■ EXERCISE DIRECTIONS ■
Locate every line in the rows below that contains the string "grass" and copy each one. Matching is case-sensitive.

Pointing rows
++++

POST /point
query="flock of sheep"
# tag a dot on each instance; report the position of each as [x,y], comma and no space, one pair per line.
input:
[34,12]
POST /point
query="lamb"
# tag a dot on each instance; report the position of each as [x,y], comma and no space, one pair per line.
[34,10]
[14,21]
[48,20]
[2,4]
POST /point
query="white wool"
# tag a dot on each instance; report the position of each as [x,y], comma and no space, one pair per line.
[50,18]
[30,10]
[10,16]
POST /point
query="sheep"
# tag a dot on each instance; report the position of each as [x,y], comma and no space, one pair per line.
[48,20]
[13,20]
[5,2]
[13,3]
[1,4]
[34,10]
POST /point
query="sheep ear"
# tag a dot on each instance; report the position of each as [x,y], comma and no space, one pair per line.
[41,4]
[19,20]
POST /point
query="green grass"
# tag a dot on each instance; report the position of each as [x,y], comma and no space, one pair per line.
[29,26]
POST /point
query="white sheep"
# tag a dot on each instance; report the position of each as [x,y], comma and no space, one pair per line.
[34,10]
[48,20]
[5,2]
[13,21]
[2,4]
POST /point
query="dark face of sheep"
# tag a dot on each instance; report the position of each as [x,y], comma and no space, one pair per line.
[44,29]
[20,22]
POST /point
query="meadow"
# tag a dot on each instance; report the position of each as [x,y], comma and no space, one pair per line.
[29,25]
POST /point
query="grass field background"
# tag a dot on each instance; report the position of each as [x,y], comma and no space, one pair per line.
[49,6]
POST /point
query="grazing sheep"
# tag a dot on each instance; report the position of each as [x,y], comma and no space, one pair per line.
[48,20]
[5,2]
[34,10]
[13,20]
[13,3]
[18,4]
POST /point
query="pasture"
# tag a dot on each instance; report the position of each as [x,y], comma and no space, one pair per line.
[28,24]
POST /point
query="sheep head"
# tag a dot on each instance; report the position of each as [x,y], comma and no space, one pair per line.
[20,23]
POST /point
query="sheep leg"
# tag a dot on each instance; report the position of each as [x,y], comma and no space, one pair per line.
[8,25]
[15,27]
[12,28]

++++

■ ANSWER ■
query="green grass"
query="grass field background"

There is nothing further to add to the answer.